EXERCISE AIM:
Copy out the records below word for word, beginning at the line that contains "Trace the outline of every instance of the dock" and stopping after the line that contains "M 53 94 L 35".

PROVIDED RECORDS:
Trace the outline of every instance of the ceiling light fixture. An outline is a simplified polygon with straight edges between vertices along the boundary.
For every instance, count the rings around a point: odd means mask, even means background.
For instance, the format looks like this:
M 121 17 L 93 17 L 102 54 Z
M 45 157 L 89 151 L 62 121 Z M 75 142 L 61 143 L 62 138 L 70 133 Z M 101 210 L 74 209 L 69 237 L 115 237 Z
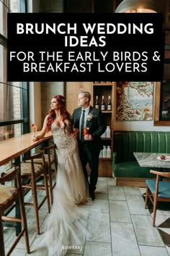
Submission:
M 156 12 L 155 0 L 123 0 L 115 12 Z

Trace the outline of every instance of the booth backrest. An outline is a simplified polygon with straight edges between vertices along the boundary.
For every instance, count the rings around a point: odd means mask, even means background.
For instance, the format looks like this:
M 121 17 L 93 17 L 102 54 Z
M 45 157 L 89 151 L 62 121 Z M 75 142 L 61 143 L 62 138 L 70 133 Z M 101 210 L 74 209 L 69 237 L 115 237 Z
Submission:
M 115 131 L 113 151 L 117 160 L 133 161 L 133 152 L 170 153 L 170 132 Z

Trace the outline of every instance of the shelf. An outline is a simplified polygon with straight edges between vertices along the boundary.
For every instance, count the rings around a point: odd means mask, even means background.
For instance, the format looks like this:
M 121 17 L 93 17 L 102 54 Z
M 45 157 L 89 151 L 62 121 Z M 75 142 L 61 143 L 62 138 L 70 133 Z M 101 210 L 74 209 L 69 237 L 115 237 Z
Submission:
M 114 85 L 115 82 L 93 82 L 93 85 Z
M 112 114 L 112 110 L 101 110 L 101 111 L 103 113 L 103 114 L 104 114 L 104 113 L 106 113 L 106 114 Z
M 99 160 L 112 160 L 112 158 L 99 158 Z
M 102 138 L 102 137 L 100 137 L 100 138 L 102 140 L 112 140 L 112 137 L 110 137 L 110 138 Z

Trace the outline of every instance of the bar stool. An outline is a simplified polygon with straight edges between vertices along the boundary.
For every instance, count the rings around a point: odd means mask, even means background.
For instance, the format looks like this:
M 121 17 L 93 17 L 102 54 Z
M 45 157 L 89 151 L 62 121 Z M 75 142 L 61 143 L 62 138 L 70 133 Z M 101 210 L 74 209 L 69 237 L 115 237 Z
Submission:
M 49 189 L 50 195 L 51 205 L 53 203 L 53 188 L 56 185 L 56 175 L 57 175 L 57 154 L 56 154 L 56 145 L 53 143 L 48 147 L 40 148 L 41 150 L 45 152 L 45 160 L 48 163 L 48 177 L 49 181 Z M 40 163 L 41 159 L 36 159 L 35 163 Z M 54 164 L 54 174 L 52 171 L 52 165 Z M 55 177 L 55 181 L 53 184 L 53 177 Z
M 11 182 L 15 179 L 17 179 L 16 187 L 5 184 L 5 182 Z M 18 166 L 15 168 L 13 168 L 11 170 L 9 170 L 7 173 L 4 174 L 3 176 L 0 178 L 0 255 L 10 255 L 22 238 L 23 234 L 24 235 L 27 252 L 27 253 L 30 253 L 19 168 Z M 17 198 L 19 200 L 21 218 L 4 216 L 4 211 L 9 209 L 10 207 L 12 207 Z M 2 224 L 3 221 L 16 223 L 20 222 L 22 224 L 22 230 L 15 239 L 13 244 L 11 245 L 9 252 L 6 255 L 4 248 L 4 229 Z
M 50 194 L 51 205 L 53 203 L 53 188 L 56 185 L 56 175 L 57 175 L 57 155 L 56 155 L 56 145 L 53 143 L 48 147 L 43 147 L 41 150 L 45 151 L 45 159 L 48 163 L 48 176 L 49 179 L 49 188 Z M 48 153 L 47 154 L 45 153 Z M 54 164 L 54 174 L 52 171 L 52 165 Z M 53 184 L 53 176 L 55 177 L 55 181 Z
M 40 158 L 41 161 L 35 163 L 36 160 Z M 26 161 L 30 160 L 31 162 Z M 42 175 L 44 177 L 44 184 L 37 184 L 38 178 Z M 21 177 L 22 179 L 22 188 L 24 190 L 31 189 L 32 192 L 33 202 L 24 202 L 24 205 L 33 206 L 36 221 L 37 233 L 40 234 L 40 223 L 38 210 L 47 200 L 48 213 L 50 212 L 50 197 L 48 192 L 48 176 L 47 176 L 47 163 L 45 161 L 44 151 L 36 153 L 32 156 L 24 158 L 21 163 Z M 26 180 L 30 179 L 30 182 L 27 184 Z M 38 204 L 37 190 L 45 190 L 45 196 Z

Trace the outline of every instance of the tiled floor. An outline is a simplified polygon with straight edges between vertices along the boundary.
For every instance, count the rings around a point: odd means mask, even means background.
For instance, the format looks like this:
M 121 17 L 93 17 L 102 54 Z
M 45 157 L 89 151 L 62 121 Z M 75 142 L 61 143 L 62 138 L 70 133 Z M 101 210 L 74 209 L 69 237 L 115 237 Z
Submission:
M 145 189 L 142 188 L 116 187 L 112 178 L 99 178 L 96 200 L 89 205 L 88 232 L 84 246 L 79 250 L 69 250 L 67 255 L 170 255 L 170 210 L 157 210 L 157 227 L 153 228 L 152 214 L 144 208 L 142 196 L 144 192 Z M 29 194 L 27 195 L 30 196 Z M 47 216 L 46 204 L 40 212 L 42 231 Z M 32 250 L 36 243 L 33 208 L 27 209 L 27 216 Z M 13 236 L 14 231 L 12 228 L 5 228 L 6 248 Z M 24 239 L 12 255 L 28 255 L 24 249 Z M 33 256 L 34 253 L 30 255 Z

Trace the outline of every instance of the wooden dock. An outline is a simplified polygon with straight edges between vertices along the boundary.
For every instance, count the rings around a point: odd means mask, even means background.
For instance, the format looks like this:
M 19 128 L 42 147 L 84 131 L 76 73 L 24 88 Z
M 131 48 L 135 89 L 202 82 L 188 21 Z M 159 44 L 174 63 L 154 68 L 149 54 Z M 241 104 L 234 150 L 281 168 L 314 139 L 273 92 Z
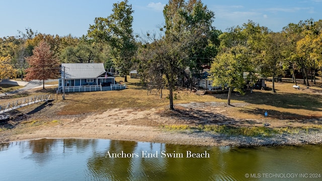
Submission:
M 55 99 L 53 94 L 36 96 L 5 103 L 0 105 L 0 114 L 25 106 L 39 102 L 52 101 Z

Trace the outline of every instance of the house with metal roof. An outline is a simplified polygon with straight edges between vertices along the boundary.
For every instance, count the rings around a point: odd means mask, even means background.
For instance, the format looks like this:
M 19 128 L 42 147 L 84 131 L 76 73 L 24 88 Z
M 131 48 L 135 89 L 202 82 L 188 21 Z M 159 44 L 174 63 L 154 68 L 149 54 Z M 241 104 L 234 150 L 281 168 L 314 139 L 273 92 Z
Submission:
M 83 92 L 124 89 L 114 76 L 107 72 L 103 63 L 62 63 L 58 90 Z

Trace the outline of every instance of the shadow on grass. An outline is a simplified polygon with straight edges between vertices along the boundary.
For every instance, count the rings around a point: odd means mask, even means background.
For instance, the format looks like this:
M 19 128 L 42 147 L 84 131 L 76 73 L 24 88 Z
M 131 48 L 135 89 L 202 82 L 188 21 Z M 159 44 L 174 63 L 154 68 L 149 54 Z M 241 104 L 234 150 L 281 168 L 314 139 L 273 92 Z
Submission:
M 263 116 L 263 119 L 265 119 L 264 114 L 265 112 L 267 112 L 268 117 L 277 119 L 290 119 L 294 120 L 297 123 L 302 122 L 302 123 L 310 123 L 311 121 L 303 122 L 300 120 L 307 119 L 316 119 L 316 117 L 312 117 L 311 116 L 305 116 L 302 115 L 288 113 L 285 112 L 280 112 L 276 110 L 268 110 L 264 109 L 257 108 L 255 109 L 246 109 L 243 108 L 243 109 L 239 111 L 243 113 L 249 114 L 250 115 L 254 115 L 258 116 Z
M 227 99 L 226 94 L 213 96 L 217 99 Z M 320 96 L 301 93 L 272 94 L 269 91 L 261 91 L 251 94 L 249 91 L 247 91 L 244 96 L 232 94 L 231 100 L 244 101 L 252 104 L 266 105 L 284 109 L 322 111 L 322 100 Z M 256 113 L 258 111 L 261 112 L 262 110 L 255 110 L 253 112 Z M 296 116 L 296 115 L 294 114 L 294 116 Z
M 261 123 L 251 120 L 238 120 L 220 114 L 208 112 L 200 110 L 176 109 L 166 110 L 160 114 L 162 116 L 175 117 L 194 125 L 237 125 L 245 126 Z

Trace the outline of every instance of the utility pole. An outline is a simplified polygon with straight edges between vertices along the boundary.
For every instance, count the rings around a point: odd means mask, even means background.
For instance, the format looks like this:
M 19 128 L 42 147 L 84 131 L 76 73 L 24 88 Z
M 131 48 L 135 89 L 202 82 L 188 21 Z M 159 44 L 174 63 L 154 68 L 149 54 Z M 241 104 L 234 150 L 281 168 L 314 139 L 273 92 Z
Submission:
M 62 99 L 65 100 L 65 67 L 64 66 L 64 78 L 62 79 Z

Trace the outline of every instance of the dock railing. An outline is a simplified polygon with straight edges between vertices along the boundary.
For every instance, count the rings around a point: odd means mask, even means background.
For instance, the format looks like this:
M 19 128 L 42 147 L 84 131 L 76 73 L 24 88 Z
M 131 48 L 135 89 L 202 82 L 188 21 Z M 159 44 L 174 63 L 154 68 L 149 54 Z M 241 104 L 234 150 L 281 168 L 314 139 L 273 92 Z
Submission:
M 53 94 L 35 96 L 21 99 L 10 103 L 0 105 L 0 114 L 3 114 L 16 109 L 32 105 L 33 104 L 37 103 L 42 101 L 47 102 L 48 101 L 52 101 L 54 99 L 55 96 Z

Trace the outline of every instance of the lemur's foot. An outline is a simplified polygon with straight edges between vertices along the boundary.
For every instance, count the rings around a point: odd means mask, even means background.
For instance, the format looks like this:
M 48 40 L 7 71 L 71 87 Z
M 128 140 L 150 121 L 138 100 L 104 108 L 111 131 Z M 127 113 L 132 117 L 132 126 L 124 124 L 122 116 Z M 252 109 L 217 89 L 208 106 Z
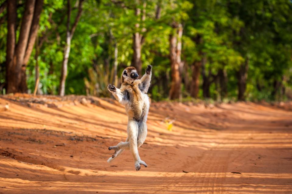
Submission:
M 148 74 L 148 75 L 150 74 L 150 73 L 151 73 L 151 69 L 152 69 L 152 66 L 149 65 L 147 66 L 147 68 L 146 68 L 146 73 Z
M 109 84 L 107 86 L 107 89 L 109 91 L 112 92 L 115 92 L 117 90 L 117 88 L 114 85 L 113 85 L 111 84 Z
M 137 160 L 135 162 L 135 168 L 136 168 L 136 170 L 139 170 L 141 168 L 141 166 L 140 166 L 140 165 L 144 165 L 145 167 L 147 167 L 147 165 L 143 161 L 141 160 Z

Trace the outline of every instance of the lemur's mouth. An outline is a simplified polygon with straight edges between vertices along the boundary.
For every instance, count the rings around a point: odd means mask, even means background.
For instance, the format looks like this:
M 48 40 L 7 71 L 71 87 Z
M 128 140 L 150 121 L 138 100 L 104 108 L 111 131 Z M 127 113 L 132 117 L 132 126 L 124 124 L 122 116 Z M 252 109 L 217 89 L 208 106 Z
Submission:
M 132 73 L 130 75 L 131 78 L 135 79 L 137 79 L 139 77 L 139 75 L 136 73 Z

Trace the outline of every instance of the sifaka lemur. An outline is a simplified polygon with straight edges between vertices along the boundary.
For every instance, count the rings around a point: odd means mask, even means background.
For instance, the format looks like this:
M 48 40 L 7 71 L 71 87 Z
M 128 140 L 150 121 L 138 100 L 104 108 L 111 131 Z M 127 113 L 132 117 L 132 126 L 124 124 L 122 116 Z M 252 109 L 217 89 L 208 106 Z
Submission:
M 117 100 L 125 105 L 128 116 L 128 137 L 125 142 L 121 142 L 115 146 L 109 147 L 109 150 L 115 151 L 107 160 L 108 162 L 112 161 L 125 149 L 129 149 L 134 158 L 136 170 L 140 169 L 140 165 L 147 167 L 145 162 L 140 158 L 138 148 L 143 144 L 147 135 L 146 121 L 150 106 L 147 92 L 150 85 L 152 68 L 151 65 L 148 65 L 146 73 L 139 79 L 135 68 L 127 67 L 123 71 L 119 89 L 110 84 L 107 87 Z

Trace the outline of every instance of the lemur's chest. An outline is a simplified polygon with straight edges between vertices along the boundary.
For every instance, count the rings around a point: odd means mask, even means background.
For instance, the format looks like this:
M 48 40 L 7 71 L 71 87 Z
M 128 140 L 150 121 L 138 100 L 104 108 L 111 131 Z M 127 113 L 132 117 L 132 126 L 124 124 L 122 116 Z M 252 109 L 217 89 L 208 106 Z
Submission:
M 143 119 L 145 109 L 148 107 L 148 96 L 142 93 L 139 88 L 135 89 L 130 87 L 129 89 L 127 90 L 129 100 L 128 108 L 132 113 L 133 117 L 137 120 L 140 120 Z

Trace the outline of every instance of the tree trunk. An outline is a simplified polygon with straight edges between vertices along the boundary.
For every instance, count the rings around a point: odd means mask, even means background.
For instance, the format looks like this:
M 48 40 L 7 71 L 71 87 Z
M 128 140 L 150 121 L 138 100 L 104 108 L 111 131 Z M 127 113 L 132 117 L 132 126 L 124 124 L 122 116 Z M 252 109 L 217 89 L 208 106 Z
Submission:
M 171 34 L 169 38 L 169 58 L 171 61 L 171 75 L 169 98 L 171 100 L 178 99 L 180 97 L 181 82 L 179 70 L 181 52 L 181 40 L 182 35 L 183 28 L 181 24 L 178 26 L 174 26 L 173 28 L 173 32 Z
M 36 61 L 36 67 L 35 67 L 35 85 L 37 88 L 37 94 L 40 94 L 39 90 L 39 80 L 38 80 L 40 78 L 40 70 L 39 67 L 39 62 L 38 58 L 39 56 L 39 48 L 38 45 L 38 37 L 37 37 L 36 43 L 36 53 L 34 55 L 34 59 Z
M 138 18 L 141 16 L 141 21 L 142 22 L 145 21 L 146 19 L 146 2 L 144 2 L 143 3 L 143 9 L 142 15 L 141 10 L 139 8 L 136 8 L 135 10 L 135 15 L 136 17 Z M 139 23 L 135 25 L 136 32 L 134 33 L 133 36 L 133 49 L 134 52 L 131 65 L 137 69 L 138 74 L 142 76 L 142 61 L 141 60 L 141 54 L 142 45 L 144 43 L 145 37 L 142 34 L 137 31 L 139 30 L 140 26 L 140 24 Z M 146 28 L 142 28 L 142 32 L 145 32 L 146 31 Z
M 16 15 L 16 0 L 11 0 L 7 4 L 7 33 L 6 48 L 6 93 L 14 92 L 17 87 L 13 82 L 13 58 L 15 48 Z
M 202 77 L 203 78 L 203 97 L 204 98 L 209 98 L 210 95 L 210 85 L 212 82 L 210 80 L 211 76 L 211 71 L 209 70 L 208 75 L 206 74 L 205 65 L 206 64 L 206 59 L 205 56 L 203 57 L 202 61 Z
M 35 42 L 36 38 L 37 36 L 37 31 L 39 29 L 40 18 L 43 9 L 43 4 L 44 0 L 37 0 L 36 1 L 33 17 L 33 18 L 31 27 L 30 32 L 28 43 L 26 51 L 25 52 L 24 59 L 23 60 L 23 64 L 26 65 L 27 64 L 29 60 L 30 57 L 30 56 L 33 48 L 33 45 Z
M 19 37 L 15 47 L 16 2 L 8 1 L 8 32 L 7 50 L 7 93 L 26 92 L 26 66 L 23 63 L 33 16 L 35 0 L 27 0 L 22 19 Z M 13 31 L 13 32 L 12 31 Z M 15 51 L 14 51 L 14 50 Z
M 62 70 L 61 71 L 61 78 L 60 81 L 60 89 L 59 95 L 62 96 L 65 95 L 65 84 L 66 78 L 67 77 L 67 72 L 68 68 L 68 60 L 70 53 L 70 49 L 71 47 L 71 39 L 70 38 L 70 32 L 67 32 L 67 37 L 66 45 L 65 47 L 64 58 L 63 59 L 62 65 Z
M 202 61 L 195 61 L 193 64 L 193 72 L 191 84 L 191 96 L 195 98 L 198 98 L 199 92 L 200 71 L 202 64 Z
M 225 70 L 220 69 L 218 71 L 218 76 L 222 99 L 227 97 L 227 73 Z
M 78 4 L 78 12 L 75 19 L 74 23 L 72 28 L 70 29 L 70 21 L 71 19 L 71 4 L 70 0 L 67 1 L 68 10 L 67 12 L 67 31 L 66 37 L 66 44 L 64 49 L 64 56 L 62 69 L 61 71 L 61 77 L 60 78 L 60 86 L 59 88 L 59 95 L 63 96 L 65 95 L 65 83 L 67 77 L 68 69 L 68 60 L 70 54 L 71 47 L 71 40 L 73 37 L 74 32 L 76 29 L 77 24 L 80 19 L 82 12 L 82 4 L 84 0 L 80 0 Z
M 133 37 L 133 49 L 134 51 L 132 65 L 137 70 L 138 74 L 141 76 L 142 72 L 142 61 L 141 60 L 141 41 L 139 32 L 134 33 Z
M 13 59 L 16 60 L 14 61 L 16 63 L 14 70 L 14 81 L 18 88 L 15 92 L 26 92 L 27 90 L 26 67 L 23 63 L 23 60 L 33 16 L 35 2 L 35 0 L 27 0 L 26 1 L 25 10 L 23 17 L 18 42 Z
M 245 93 L 246 87 L 246 80 L 247 79 L 248 70 L 248 60 L 247 59 L 245 59 L 245 63 L 240 66 L 239 71 L 237 72 L 238 100 L 244 101 L 245 100 Z

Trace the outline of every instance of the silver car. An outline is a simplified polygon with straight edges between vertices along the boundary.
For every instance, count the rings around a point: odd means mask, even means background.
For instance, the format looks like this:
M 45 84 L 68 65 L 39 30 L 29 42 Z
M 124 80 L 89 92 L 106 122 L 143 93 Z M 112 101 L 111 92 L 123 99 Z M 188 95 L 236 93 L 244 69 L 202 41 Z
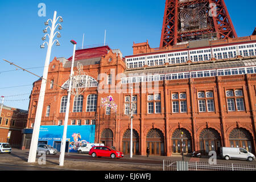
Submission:
M 57 149 L 54 148 L 48 144 L 39 144 L 38 146 L 37 152 L 39 153 L 40 151 L 44 151 L 46 155 L 49 154 L 57 154 L 58 152 Z

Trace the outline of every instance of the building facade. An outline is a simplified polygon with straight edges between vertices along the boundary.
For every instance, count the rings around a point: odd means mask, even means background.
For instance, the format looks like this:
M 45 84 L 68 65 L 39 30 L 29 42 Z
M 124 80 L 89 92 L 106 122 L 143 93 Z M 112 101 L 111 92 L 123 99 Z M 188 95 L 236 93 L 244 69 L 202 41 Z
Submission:
M 3 105 L 0 115 L 0 142 L 9 142 L 13 147 L 20 147 L 22 131 L 27 126 L 27 111 Z
M 203 6 L 179 2 L 180 10 Z M 125 57 L 108 46 L 77 50 L 75 68 L 82 64 L 89 84 L 80 96 L 71 97 L 68 125 L 95 125 L 96 143 L 127 154 L 132 102 L 134 154 L 146 155 L 148 147 L 150 155 L 179 155 L 182 148 L 208 155 L 221 146 L 255 154 L 256 35 L 201 36 L 157 48 L 147 40 L 134 43 L 133 55 Z M 64 123 L 71 60 L 55 57 L 50 63 L 42 125 Z M 34 83 L 27 128 L 33 126 L 40 85 L 40 80 Z M 110 96 L 116 112 L 101 106 L 101 99 Z

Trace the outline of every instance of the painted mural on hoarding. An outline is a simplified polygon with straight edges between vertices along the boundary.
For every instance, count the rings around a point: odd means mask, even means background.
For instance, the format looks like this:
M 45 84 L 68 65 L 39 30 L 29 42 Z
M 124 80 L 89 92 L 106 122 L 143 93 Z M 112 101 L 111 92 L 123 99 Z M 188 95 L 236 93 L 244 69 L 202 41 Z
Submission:
M 63 129 L 64 126 L 42 126 L 39 141 L 60 151 Z M 85 143 L 94 143 L 94 138 L 95 125 L 68 126 L 67 142 L 69 152 L 77 152 L 78 148 Z

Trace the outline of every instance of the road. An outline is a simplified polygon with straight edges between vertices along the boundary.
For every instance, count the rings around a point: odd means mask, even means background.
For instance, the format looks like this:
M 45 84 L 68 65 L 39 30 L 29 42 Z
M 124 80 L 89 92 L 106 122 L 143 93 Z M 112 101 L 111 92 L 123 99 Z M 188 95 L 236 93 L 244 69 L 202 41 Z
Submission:
M 28 156 L 29 151 L 28 150 L 22 151 L 20 150 L 18 150 L 14 148 L 12 153 L 9 154 L 0 154 L 0 171 L 3 170 L 23 170 L 23 171 L 38 171 L 38 170 L 59 170 L 61 169 L 61 168 L 56 168 L 58 167 L 59 154 L 57 155 L 49 155 L 46 156 L 47 160 L 55 161 L 55 162 L 52 162 L 55 166 L 53 167 L 55 168 L 42 168 L 40 166 L 30 166 L 28 164 L 26 163 L 27 162 L 27 158 Z M 5 157 L 11 157 L 15 159 L 18 159 L 20 160 L 23 162 L 23 166 L 22 165 L 14 165 L 11 163 L 8 163 L 8 161 L 2 162 L 1 159 L 7 158 Z M 39 156 L 37 156 L 38 159 Z M 208 158 L 191 158 L 189 156 L 185 156 L 184 160 L 189 161 L 191 160 L 197 160 L 198 162 L 208 162 Z M 109 158 L 93 158 L 87 154 L 79 154 L 76 153 L 66 153 L 65 156 L 65 161 L 66 164 L 69 163 L 69 167 L 71 169 L 76 169 L 76 162 L 80 162 L 80 163 L 87 164 L 90 163 L 92 166 L 95 166 L 94 168 L 97 169 L 97 166 L 101 167 L 99 168 L 101 170 L 103 168 L 103 170 L 108 168 L 104 168 L 103 166 L 108 166 L 108 165 L 112 165 L 115 166 L 121 166 L 123 167 L 121 169 L 126 169 L 126 167 L 128 167 L 128 170 L 133 170 L 137 168 L 141 170 L 162 170 L 163 169 L 163 160 L 182 160 L 182 157 L 181 156 L 172 156 L 172 157 L 166 157 L 166 156 L 150 156 L 149 158 L 146 156 L 140 156 L 140 155 L 134 155 L 133 158 L 130 158 L 129 155 L 125 155 L 124 158 L 121 159 L 110 159 Z M 87 162 L 87 163 L 86 163 Z M 256 164 L 256 161 L 254 160 L 252 162 L 249 162 L 246 160 L 222 160 L 218 159 L 217 163 L 240 163 L 240 164 Z M 5 163 L 3 164 L 3 163 Z M 8 163 L 8 164 L 6 164 Z M 28 164 L 24 166 L 25 164 Z M 145 167 L 145 166 L 146 167 Z M 139 167 L 140 168 L 139 168 Z M 151 168 L 148 168 L 150 167 Z M 89 169 L 90 168 L 86 168 L 85 169 Z M 117 168 L 112 168 L 110 170 L 116 170 Z M 118 169 L 118 168 L 117 168 Z M 83 168 L 80 168 L 80 169 L 83 169 Z

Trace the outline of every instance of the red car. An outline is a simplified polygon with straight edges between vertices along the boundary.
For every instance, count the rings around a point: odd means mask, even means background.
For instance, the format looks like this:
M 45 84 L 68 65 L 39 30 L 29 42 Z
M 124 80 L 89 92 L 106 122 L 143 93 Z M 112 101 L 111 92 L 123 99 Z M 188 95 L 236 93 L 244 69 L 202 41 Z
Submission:
M 106 146 L 94 146 L 89 152 L 89 155 L 93 158 L 110 157 L 114 158 L 121 158 L 123 157 L 123 153 L 116 151 L 110 147 Z

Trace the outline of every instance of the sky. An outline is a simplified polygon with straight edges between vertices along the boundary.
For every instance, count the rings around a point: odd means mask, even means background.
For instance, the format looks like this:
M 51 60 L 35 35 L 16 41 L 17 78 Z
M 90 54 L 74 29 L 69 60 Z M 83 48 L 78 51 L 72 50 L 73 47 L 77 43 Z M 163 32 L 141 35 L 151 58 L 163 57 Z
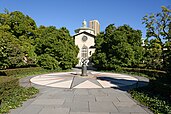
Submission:
M 0 13 L 21 11 L 35 20 L 37 26 L 66 27 L 71 35 L 82 26 L 85 19 L 100 22 L 100 31 L 109 24 L 129 25 L 146 29 L 142 18 L 146 14 L 161 12 L 161 6 L 171 6 L 171 0 L 0 0 Z

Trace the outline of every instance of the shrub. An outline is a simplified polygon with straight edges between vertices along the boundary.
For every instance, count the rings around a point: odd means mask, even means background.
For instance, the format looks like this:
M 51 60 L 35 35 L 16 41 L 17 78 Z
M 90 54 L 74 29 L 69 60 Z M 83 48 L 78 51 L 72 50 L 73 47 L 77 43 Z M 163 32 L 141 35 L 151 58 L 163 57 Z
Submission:
M 7 113 L 10 109 L 15 109 L 22 105 L 23 101 L 31 98 L 38 90 L 34 87 L 16 87 L 11 89 L 8 95 L 4 95 L 1 102 L 0 113 Z
M 38 57 L 38 64 L 49 70 L 60 69 L 59 62 L 48 54 L 43 54 Z
M 140 69 L 140 68 L 122 68 L 122 70 L 127 72 L 142 73 L 147 75 L 148 78 L 150 79 L 161 78 L 167 75 L 165 71 L 160 71 L 160 70 Z
M 157 95 L 151 95 L 149 91 L 133 90 L 130 93 L 134 99 L 148 106 L 155 114 L 171 113 L 171 104 Z
M 4 96 L 8 96 L 12 89 L 19 86 L 19 80 L 11 77 L 0 77 L 0 101 Z

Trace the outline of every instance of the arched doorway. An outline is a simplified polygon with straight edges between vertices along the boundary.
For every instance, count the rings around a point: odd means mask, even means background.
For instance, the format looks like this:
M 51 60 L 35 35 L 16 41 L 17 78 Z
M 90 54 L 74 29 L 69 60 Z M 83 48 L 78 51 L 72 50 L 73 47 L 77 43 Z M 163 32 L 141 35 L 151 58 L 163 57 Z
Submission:
M 88 58 L 88 47 L 85 45 L 81 49 L 81 57 Z

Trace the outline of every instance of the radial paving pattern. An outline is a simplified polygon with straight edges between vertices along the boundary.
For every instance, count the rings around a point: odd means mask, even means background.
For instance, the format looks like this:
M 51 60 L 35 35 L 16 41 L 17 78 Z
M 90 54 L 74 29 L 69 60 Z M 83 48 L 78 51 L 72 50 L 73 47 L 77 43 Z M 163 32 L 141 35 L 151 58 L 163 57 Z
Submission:
M 116 73 L 91 72 L 91 76 L 81 77 L 75 72 L 51 73 L 31 78 L 34 84 L 58 88 L 111 88 L 136 84 L 138 79 Z

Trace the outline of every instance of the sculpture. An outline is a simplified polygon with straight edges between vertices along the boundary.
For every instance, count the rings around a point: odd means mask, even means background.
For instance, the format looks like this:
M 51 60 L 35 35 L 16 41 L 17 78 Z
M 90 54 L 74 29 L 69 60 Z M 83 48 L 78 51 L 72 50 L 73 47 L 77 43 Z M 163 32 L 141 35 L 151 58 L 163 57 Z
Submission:
M 81 76 L 87 76 L 87 59 L 86 58 L 82 58 L 81 60 L 82 62 L 82 73 L 81 73 Z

ANSWER TO THIS EXERCISE:
Trace the outline of every instance of the dock railing. An outline is a simplified polygon with straight edges between vertices along the boundary.
For every instance, count the rings around a point: odd means mask, even means background.
For instance, the format looks like this:
M 19 128 L 42 147 L 84 131 L 76 73 L 24 88 Z
M 131 48 L 135 89 L 202 82 L 188 21 Z M 159 44 L 174 63 L 154 68 L 149 54 Z M 241 104 L 234 150 L 281 168 L 314 139 L 273 92 Z
Submission:
M 53 94 L 35 96 L 21 99 L 10 103 L 0 105 L 0 114 L 3 114 L 16 109 L 32 105 L 33 104 L 37 103 L 42 101 L 47 102 L 48 101 L 52 101 L 54 99 L 55 96 Z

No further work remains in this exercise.